- **Records supplied**
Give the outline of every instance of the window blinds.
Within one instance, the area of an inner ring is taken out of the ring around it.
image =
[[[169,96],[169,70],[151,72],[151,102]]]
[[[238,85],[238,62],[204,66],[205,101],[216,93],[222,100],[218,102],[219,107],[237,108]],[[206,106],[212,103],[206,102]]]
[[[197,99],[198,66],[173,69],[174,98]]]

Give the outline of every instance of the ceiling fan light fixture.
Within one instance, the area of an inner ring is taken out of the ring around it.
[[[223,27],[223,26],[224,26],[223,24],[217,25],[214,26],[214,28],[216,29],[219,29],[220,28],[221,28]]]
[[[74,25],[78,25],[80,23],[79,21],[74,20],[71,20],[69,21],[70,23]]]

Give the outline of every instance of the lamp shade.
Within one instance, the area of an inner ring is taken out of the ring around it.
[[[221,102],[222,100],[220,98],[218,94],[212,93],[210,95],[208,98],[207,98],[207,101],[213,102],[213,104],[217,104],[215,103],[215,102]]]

==

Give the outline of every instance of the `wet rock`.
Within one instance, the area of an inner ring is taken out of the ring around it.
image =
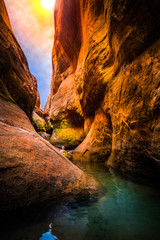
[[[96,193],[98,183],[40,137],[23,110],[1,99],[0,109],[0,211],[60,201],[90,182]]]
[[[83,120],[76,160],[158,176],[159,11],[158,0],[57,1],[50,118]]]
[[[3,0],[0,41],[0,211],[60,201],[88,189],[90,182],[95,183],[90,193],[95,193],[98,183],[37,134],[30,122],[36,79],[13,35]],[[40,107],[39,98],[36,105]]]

- **What you need to do**
List each line of the records above that contains the word "every".

- **Task response**
Give the outline of every instance of the window blinds.
Give the outline of every instance of the ceiling fan light fixture.
Give the outline of every instance of the lamp shade.
Give the outline of every instance of the `wet rock`.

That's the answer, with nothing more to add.